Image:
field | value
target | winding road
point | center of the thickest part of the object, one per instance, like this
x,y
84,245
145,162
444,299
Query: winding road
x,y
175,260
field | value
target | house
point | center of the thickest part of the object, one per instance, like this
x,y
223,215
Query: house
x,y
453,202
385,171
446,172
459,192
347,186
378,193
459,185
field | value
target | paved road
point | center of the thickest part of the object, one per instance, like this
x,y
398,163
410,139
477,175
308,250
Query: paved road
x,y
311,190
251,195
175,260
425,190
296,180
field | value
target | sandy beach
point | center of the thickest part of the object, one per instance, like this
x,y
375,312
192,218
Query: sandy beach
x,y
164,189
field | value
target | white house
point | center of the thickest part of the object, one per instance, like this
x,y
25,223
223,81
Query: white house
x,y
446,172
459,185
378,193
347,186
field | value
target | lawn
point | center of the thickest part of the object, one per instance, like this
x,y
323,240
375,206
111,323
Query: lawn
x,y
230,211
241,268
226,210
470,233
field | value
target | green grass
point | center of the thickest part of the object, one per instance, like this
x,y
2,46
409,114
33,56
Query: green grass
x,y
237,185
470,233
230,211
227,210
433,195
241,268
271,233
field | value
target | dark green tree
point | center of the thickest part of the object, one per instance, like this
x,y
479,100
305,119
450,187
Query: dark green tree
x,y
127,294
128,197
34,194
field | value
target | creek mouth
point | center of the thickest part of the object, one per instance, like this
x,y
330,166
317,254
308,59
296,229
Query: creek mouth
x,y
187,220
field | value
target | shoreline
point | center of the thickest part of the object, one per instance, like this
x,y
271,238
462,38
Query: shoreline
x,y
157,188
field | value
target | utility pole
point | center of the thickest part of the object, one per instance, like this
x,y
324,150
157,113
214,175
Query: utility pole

++++++++

Take the lines above and retype all of them exactly.

Image:
field | value
target | winding road
point | center of the thickest part of the object, one per instance, like this
x,y
84,245
145,162
444,299
Query: winding road
x,y
175,260
field | value
target | house
point | center of the thickest part of the object, one per instance, like this
x,y
223,215
Query: house
x,y
453,202
385,171
446,172
459,192
347,186
378,193
459,185
field | value
target | paved road
point | center of the thickest part of the object, one per instance, like this
x,y
398,163
410,139
477,175
308,250
Query: paved road
x,y
311,190
251,195
175,260
425,190
296,180
field | value
target | sandy beach
point | center of the thickest part of the object, one per instance, like this
x,y
375,312
192,218
Query: sandy beach
x,y
164,189
field | value
target | white house
point | center of the thickest part of the object, one per instance, like this
x,y
25,223
223,81
Query: white house
x,y
446,172
459,185
378,193
347,186
field | value
target | lawn
point | center of the thickest part of the object, one per instance, like this
x,y
323,240
375,206
111,323
Query: lawn
x,y
230,211
241,268
226,210
470,233
field | value
target | green grass
point | center of the thickest part of the object, one per instance, like this
x,y
2,46
409,114
33,56
Query: green grass
x,y
237,185
470,233
230,211
227,210
433,195
241,268
271,233
field | value
target | dark green tree
point | center of the thickest part of the object, one per instance, like this
x,y
479,100
305,119
450,187
Query: dark green tree
x,y
127,294
128,197
34,194
field | value
target | creek mouth
point | center of the thickest part of the object, one per instance, like this
x,y
330,166
317,254
308,59
296,229
Query: creek mouth
x,y
187,220
field | value
target | shoreline
point | center of the thickest part of the object, one per instance, like this
x,y
271,238
462,38
Query: shoreline
x,y
157,188
field | value
target | utility pole
point | center of the thickest part of the object, one per instance, like this
x,y
324,150
157,113
214,175
Query: utility pole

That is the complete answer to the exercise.